Work instruction
Can you reproduce, word for word, the passage of the text on SQL code smells that runs from "In conclusion, the" up to and including "Data-Intensive Systems, 2022)."?

------ Document text ------

Practical Implications:

  • Developers should be aware that SQL smells, particularly Implicit Columns and Fear of the Unknown, are common in data-intensive applications.
  • Detection and refactoring of SQL smells require specific attention and potentially dedicated tools (like SQLInspect), as they don't strongly co-occur with traditional smells and may be missed by traditional smell detectors.
  • While this paper didn't find a strong link between SQL smells and functional bugs, their persistence and nature (e.g., retrieving unnecessary data) suggest potential impacts on performance and maintainability that warrant attention.
  • The longevity of SQL smells suggests they are often overlooked during maintenance and refactoring. Teams should consider incorporating SQL smell checks into their code review and quality assurance processes.

In conclusion, the paper provides empirical evidence that SQL code smells are a distinct and persistent problem in data-intensive systems, often independent of traditional code smells and less directly linked to bug introduction than some traditional smells, but potentially harmful nonetheless and largely ignored by developers (On the Prevalence, Impact, and Evolution of SQL Code Smells in Data-Intensive Systems, 2022).

------ Entries shown ------

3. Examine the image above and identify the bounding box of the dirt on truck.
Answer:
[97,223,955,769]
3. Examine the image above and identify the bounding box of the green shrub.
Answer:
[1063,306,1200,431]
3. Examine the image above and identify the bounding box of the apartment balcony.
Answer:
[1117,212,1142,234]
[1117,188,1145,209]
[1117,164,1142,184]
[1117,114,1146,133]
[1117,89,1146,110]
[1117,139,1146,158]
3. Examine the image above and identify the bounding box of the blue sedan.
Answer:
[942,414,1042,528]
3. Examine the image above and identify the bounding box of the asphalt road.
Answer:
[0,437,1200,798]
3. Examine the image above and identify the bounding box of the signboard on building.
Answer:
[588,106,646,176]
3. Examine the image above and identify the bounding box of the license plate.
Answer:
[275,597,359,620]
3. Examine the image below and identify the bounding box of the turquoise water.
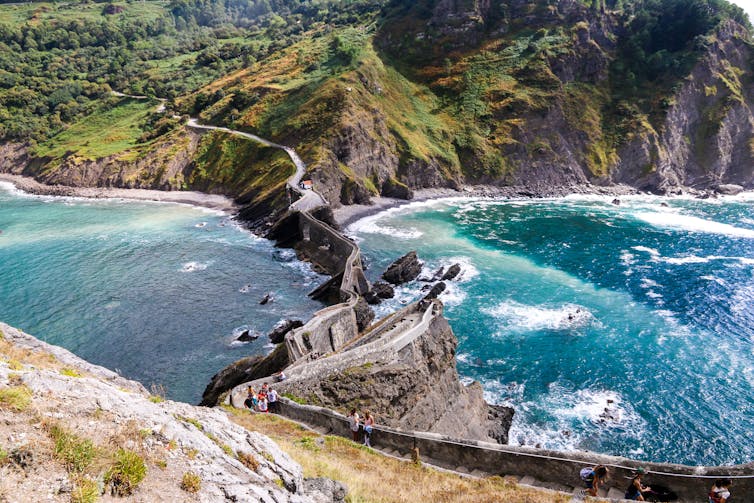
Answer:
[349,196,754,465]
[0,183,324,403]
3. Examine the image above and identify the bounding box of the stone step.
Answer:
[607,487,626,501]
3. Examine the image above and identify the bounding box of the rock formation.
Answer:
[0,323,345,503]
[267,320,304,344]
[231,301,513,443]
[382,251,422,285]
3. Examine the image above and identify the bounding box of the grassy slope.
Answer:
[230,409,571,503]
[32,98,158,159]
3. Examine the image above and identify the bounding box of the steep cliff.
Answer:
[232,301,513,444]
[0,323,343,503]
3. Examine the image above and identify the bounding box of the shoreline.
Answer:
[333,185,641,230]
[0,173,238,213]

------

Written response
In conclusion, the paper provides empirical evidence that SQL code smells are a distinct and persistent problem in data-intensive systems, often independent of traditional code smells and less directly linked to bug introduction than some traditional smells, but potentially harmful nonetheless and largely ignored by developers (On the Prevalence, Impact, and Evolution of SQL Code Smells in Data-Intensive Systems, 2022).